_Alıntı_
İktidar ve Uluslararası Projeler!
Bilindiği gibi son Cumhurbaşkanlığı seçimi iktidarın adayı olan Tayyip Erdoğan ve CHP/MHP adayı Ekmeleddin İhsanoğlu arasında geçmişti.
O dönem seçim sürecinde yandaş koro derhal harekete geçerek Ekmeleddin İhsanoğlu'nun itibarını infaz operasyonu gerçekleştirmişti. Bunu da Ekmeleddin İhsanoğlu'nun "proje" olduğunu ileri sürerek yapmışlardı.
Ekmeleddin İhsanoğlu'nun önce "FETÖ'nün" sonra da uluslar arası sistemin projesi olduğu ifade edilmişti. Şu cümleler kalemini bilinciyle birlikte kiralamış takım tarafından kurulmuştu: "Benim, "Ekmeleddin İhsanoğlu'nun şahsı" ile hiçbir problemim yok... "Pot"lar kırması, "çam"lar devirmesi... yani ikinci bir çarkçıbaşı" olması, beni pek fazla ilgilendirmiyor!..Ben, onun "uluslararası bir proje" olması ve bu projede bir "piyon" olarak kullanılması, o projeye "taşeronluk" yapması ile ilgileniyorum..."
Dün CHP ile Ekmeleddin İhsanoğlu'nu cumhurbaşkanı adayı olarak çıkaran Bahçeli, bu seçimlerde AK Parti ile Binali Yıldırım'a İstanbul için destek olmuştur.
İmamoğlu "uluslararası proje" midir?
İktidarın karşısına kim aday oluyorsa, kim ki mevcut kudret elitlerini sarsıyorsa onu suçlamak için şablon hazır: 'Bu bir projedir' hem de "uluslar arası".

_Yapılacaklar_
1: Alıntıya göre son Cumhurbaşkanlığı seçimi hangi iki aday arasında geçmişti?
2: Alıntıda "O dönem seçim" sözleriyle başlayıp "ileri sürerek yapmışlardı." sözleriyle biten kısmı, bu sözler de dahil olmak üzere olduğu gibi yazın.
Satırlar başka bir kaynaktan alınmıştır.

_Kaynak bilgiler_
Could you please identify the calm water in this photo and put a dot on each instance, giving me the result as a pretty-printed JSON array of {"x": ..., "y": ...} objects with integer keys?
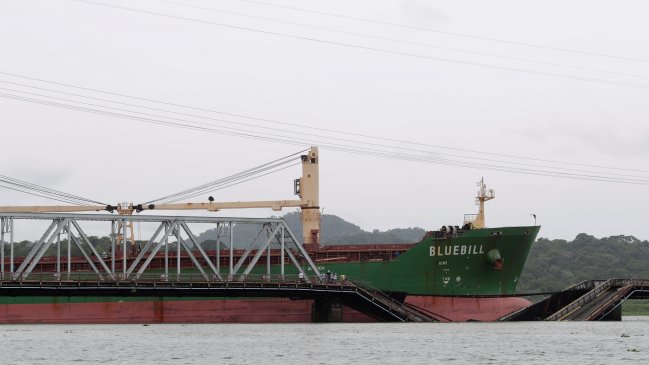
[{"x": 455, "y": 343}]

_Cevaplar_
1: Tayyip Erdoğan ile Ekmeleddin İhsanoğlu arasında.

2:
O dönem seçim sürecinde yandaş koro derhal harekete geçerek Ekmeleddin İhsanoğlu'nun itibarını infaz operasyonu gerçekleştirmişti. Bunu da Ekmeleddin İhsanoğlu'nun "proje" olduğunu ileri sürerek yapmışlardı.